> **DATASET**:
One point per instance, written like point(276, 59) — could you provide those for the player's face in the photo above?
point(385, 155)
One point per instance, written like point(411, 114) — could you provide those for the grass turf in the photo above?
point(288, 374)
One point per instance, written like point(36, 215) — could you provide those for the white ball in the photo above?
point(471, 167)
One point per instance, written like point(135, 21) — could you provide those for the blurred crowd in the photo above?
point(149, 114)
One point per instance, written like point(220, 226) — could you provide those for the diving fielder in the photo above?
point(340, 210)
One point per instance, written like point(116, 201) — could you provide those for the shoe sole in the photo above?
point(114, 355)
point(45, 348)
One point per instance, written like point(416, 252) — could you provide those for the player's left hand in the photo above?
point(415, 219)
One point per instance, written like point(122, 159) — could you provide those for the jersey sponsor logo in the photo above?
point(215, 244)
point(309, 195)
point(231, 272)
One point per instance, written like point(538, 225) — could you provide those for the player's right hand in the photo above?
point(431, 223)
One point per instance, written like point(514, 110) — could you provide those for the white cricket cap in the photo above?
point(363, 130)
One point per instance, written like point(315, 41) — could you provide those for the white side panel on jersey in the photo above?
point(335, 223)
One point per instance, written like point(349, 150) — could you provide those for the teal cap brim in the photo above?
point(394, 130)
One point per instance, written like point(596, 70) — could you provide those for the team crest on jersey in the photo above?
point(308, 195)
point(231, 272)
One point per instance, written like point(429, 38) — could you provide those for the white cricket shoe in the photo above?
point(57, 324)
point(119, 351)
* * *
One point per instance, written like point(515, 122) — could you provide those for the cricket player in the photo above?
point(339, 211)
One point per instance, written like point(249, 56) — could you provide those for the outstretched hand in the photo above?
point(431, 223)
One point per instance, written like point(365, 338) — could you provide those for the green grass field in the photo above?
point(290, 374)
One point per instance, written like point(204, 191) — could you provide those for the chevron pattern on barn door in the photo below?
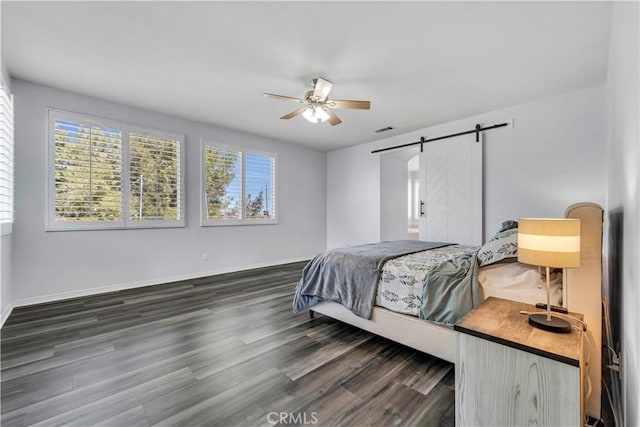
--
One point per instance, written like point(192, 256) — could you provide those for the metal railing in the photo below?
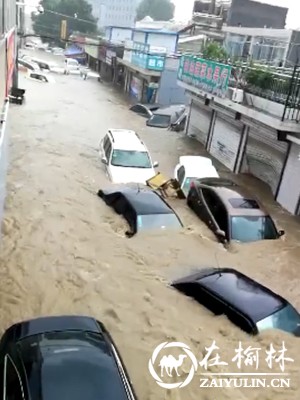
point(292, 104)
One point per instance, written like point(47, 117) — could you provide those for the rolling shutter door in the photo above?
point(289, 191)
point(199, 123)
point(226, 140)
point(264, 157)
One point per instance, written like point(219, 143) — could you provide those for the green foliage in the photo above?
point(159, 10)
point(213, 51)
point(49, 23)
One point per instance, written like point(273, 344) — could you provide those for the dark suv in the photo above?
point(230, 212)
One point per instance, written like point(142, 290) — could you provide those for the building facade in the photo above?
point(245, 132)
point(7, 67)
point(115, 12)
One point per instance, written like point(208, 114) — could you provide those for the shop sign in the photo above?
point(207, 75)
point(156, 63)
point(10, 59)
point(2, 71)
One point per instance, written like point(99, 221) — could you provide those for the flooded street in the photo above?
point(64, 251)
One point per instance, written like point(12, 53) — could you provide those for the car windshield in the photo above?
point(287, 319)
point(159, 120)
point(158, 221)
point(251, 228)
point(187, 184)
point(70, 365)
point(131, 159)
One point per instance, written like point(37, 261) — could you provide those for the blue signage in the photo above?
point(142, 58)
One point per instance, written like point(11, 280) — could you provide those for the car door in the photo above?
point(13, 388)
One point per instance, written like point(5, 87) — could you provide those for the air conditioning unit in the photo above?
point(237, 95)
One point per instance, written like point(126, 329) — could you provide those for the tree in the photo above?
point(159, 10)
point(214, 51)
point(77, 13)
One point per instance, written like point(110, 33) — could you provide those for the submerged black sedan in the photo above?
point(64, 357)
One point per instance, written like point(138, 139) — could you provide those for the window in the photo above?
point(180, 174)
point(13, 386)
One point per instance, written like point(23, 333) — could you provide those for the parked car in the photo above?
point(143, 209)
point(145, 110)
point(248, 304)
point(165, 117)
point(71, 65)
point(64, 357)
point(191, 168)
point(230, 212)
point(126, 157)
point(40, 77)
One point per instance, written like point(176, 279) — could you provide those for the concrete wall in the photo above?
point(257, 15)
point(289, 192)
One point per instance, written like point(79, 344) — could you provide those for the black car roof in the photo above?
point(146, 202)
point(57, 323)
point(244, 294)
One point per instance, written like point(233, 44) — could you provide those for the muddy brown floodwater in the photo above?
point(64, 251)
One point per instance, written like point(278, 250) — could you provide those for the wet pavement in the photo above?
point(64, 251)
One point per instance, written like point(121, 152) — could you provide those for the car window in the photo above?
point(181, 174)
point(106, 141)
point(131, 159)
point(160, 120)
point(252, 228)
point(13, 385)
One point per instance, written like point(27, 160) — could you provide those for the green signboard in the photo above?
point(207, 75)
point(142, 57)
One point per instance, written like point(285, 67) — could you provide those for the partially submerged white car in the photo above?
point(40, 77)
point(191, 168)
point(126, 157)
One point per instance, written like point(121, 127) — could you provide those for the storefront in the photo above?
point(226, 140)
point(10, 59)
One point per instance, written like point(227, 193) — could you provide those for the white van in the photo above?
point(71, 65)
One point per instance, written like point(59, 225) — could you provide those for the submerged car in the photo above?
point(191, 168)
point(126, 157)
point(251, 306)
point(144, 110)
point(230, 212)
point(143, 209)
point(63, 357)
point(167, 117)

> **WHAT THE TASK ASKS**: Please reproduce the material above character for character, starting with the line that contains "One point per instance, written like point(176, 279)" and continuing through the line that contains "point(167, 117)", with both of those lines included.

> **RESPONSE TO THIS TASK**:
One point per instance, written like point(176, 279) — could you provide those for the concrete wall in the photo above?
point(257, 15)
point(289, 192)
One point per instance, written like point(79, 344) — could you provide those for the black car roof in the photo above?
point(146, 202)
point(57, 323)
point(244, 294)
One point per instance, written like point(233, 44) — could you provide those for the muddy brown floodwater in the photo above?
point(64, 251)
One point per instance, written like point(278, 250) — could you provide those for the wet pavement in the photo above?
point(64, 251)
One point per instance, written like point(121, 152) — could you provide those for the car window in the photo above?
point(181, 174)
point(106, 141)
point(131, 159)
point(160, 120)
point(252, 228)
point(13, 385)
One point per instance, written like point(27, 160) — could you provide those for the green signboard in the photo above?
point(207, 75)
point(142, 57)
One point per instance, written like point(285, 67) — could you provide those for the partially submerged white car in the photo above?
point(40, 77)
point(191, 168)
point(126, 157)
One point per instance, written like point(121, 127) — could you provide those for the storefront in the photo above?
point(226, 140)
point(10, 59)
One point per instance, written like point(227, 193) — could you provide those for the white van in the photo above?
point(71, 65)
One point per instance, written like point(59, 225) — could you provide those for the submerged car in the photo above?
point(191, 168)
point(126, 157)
point(251, 306)
point(144, 110)
point(230, 212)
point(143, 209)
point(63, 357)
point(167, 117)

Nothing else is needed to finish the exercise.